Posts Tagged ‘Lucia Lacarra’

Review – The Nutcracker – Bavarian State Ballet at the Bavarian State Opera House

December 29, 2012

My very first ballet was the Bavarian State Ballet’s Nutcracker, way back in 1981, I think, or possibly in 1990. Time, it passes, things change, and I figured, while technically I was going to see this ballet again, in fact it would seem like it was new. The only think I remembered about it from before was that it did not have a Christmas theme like every other Nutcracker I’d seen. My (German dwelling) uncle said that’s just how it was; I thought perhaps they’d changed the staging because we were watching it in June.

That said, I’m convinced that this was absolutely not the Nutcracker I saw long ago, but a completely revised version. This is so far removed from every Nutcracker that I’ve ever seen that not only does it not have dancers performing in mouse heads (hurray!) or a giant Christmas tree, it has NONE of the traditional dances (well, mostly) or interpretations (i.e. “It’s about Clara becoming a woman,” “It’s about Clara discovering true love”). Instead, it has a narrative that I found utterly compelling, one that allows for excellent dancing in the utterly coherent first act (shock!) AND sets up a second act that, well, I just wanted to sit down and watch bits of it all over right away.

### SET TASK A
Copy the records again, requests included, beginning at their first line and stopping after the line that contains "[(117, 134)]". Add 95 to every coordinate in the answers, leaving the coordinates in the requests and their samples unchanged, and omit the pictures.

### DATASET ROWS

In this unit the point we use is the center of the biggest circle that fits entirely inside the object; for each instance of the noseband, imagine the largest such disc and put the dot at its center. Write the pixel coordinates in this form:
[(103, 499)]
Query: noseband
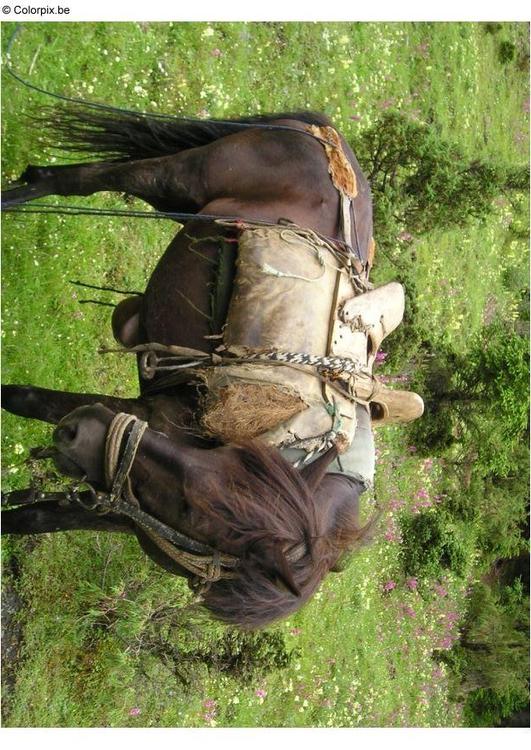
[(121, 445)]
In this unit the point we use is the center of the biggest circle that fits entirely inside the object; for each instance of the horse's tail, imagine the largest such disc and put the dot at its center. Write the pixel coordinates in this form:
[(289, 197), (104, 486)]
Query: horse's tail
[(117, 134)]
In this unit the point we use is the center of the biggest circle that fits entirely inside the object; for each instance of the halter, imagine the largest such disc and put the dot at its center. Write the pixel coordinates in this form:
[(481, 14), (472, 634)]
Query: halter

### SET TASK B
Could you resume the Nutcracker review from its last sentence?

### REPLY A
In this unit the point we use is the center of the biggest circle that fits entirely inside the object; for each instance of the noseband, imagine the largest such disc and put the dot at its center. Write the pixel coordinates in this form:
[(103, 499)]
Query: noseband
[(216, 540)]
In this unit the point we use is the center of the biggest circle that fits entirely inside the object; for each instance of the horse's tail, imagine the largest such disc and put the dot at its center. Write the pixel coordinates in this form:
[(289, 197), (104, 486)]
Query: horse's tail
[(212, 229)]

### REPLY B
So what is this incredible innovation? Simple and obvious: Clara (called Marie, played by Katherina Markowskaja) is a little girl who dreams of becoming a ballerina. She starts the show playing with a Dresdener porcelain statue of dancer, then with her own paper doll ballet theater. Drosselmeier (Cyril Pierre) is a dance teacher; not some mysterious magician who conjures up dancing harlequins, but a fop and a fool. His _important_ gift to Clara is not a nutcracker, but her first pair of toe shoes.The gift to us is a first act in which there is a party of mixed young and old but no children (other than Clara), so we have adult soldiers (not children) dancing with their girlfriends during the group dance scenes. Imagine: a corps of adult men dancing the first act of the Nutcracker, very much in character as they showed off to each other and the women. What a pleasure it was to watch!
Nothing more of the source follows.